START Source excerpt
I remember, he said that some methods like heuristic inspection are better for picking up detailed issues and others like formal testing are better at dynamic issues like navigation or issues about concept.

I'll look around and see if I still have the article somewhere or can find it on the Internet.

David

> Nicholas Gracilla wrote:
> > David Orr wrote:
>>
>>I had the experience of being able to compare low impact paper prototype testing to formal lab testing. This happened because my company had usability tested a new software product for Motorola in our lab, so we had the results. Later, I was teaching a seminar on usability for STC/Northern Illinois University's Technical Communicator's Professional Development Program. I set up a paper prototype of the same software, meaning that we only used screen prints, not online prototypes or software. We usability tested the paper prototype.
>>
>>The facilitator (I) acted as the computer, shuffling the screen prints as necessary to show the person playing the user role where a certain action would take them. They had scenarios for performing certain business tasks, just like in a formal usability test. We had observers and loggers--all taken from among the students.
>
>I'd like to think through methods and limits of paper prototyping. Here, David points to task analysis: asking users what they'd do to accomplish such-and-so. This is particularly useful in working through the details of, say, a membership renewal process or other complex task.
END Source excerpt
§ **What you will do**:
**1)** Condense the paragraph in the email exchange on paper prototyping that begins "I had the experience of being able to compare" into a short bulleted list that keeps its main facts.
**2)** Write the next part of the email exchange on paper prototyping, picking up after its final sentence.
The listing is separate from the email exchange on paper prototyping.
START Dataset extract
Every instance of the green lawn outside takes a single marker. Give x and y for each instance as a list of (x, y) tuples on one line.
END Dataset extract
§ **Results of the exercise**:
**1)**
- My company had usability tested a new software product for Motorola in its lab, so the results were on hand.
- Later, while teaching a usability seminar for STC/Northern Illinois University's Technical Communicator's Professional Development Program, I set up a paper prototype of the same software using only screen prints, with no online prototypes or software.
- We usability tested that paper prototype, which let me compare low-impact paper prototype testing with formal lab testing.

**2)**
>
>Recently, I did a (not paper, but flat digital) prototype for a client site that aggragates high quality news sources for specific interests. On the paper prototype, we noted the number of aggregated articles in each navigation section link -- thinking, from the home page, users get a sense of how much content to expect in each section.
>
>During the paper prototyping, everyone loved it. But during the HTML prototyping, where the user interfaces were 90% active, it was disliked. "I can click on 'politics' or the number, so why bother?" "I don't get the number." "It's telling me something I don't need to know."
>
>So a feature in the paper prototype gets removed during the interactive prototype. I suppose this happens all the time, but it was interesting to note. Perhaps the number of articles per navigation section is really a content item, and shouldn't be tested for in paper prototypes?
>
>Nick.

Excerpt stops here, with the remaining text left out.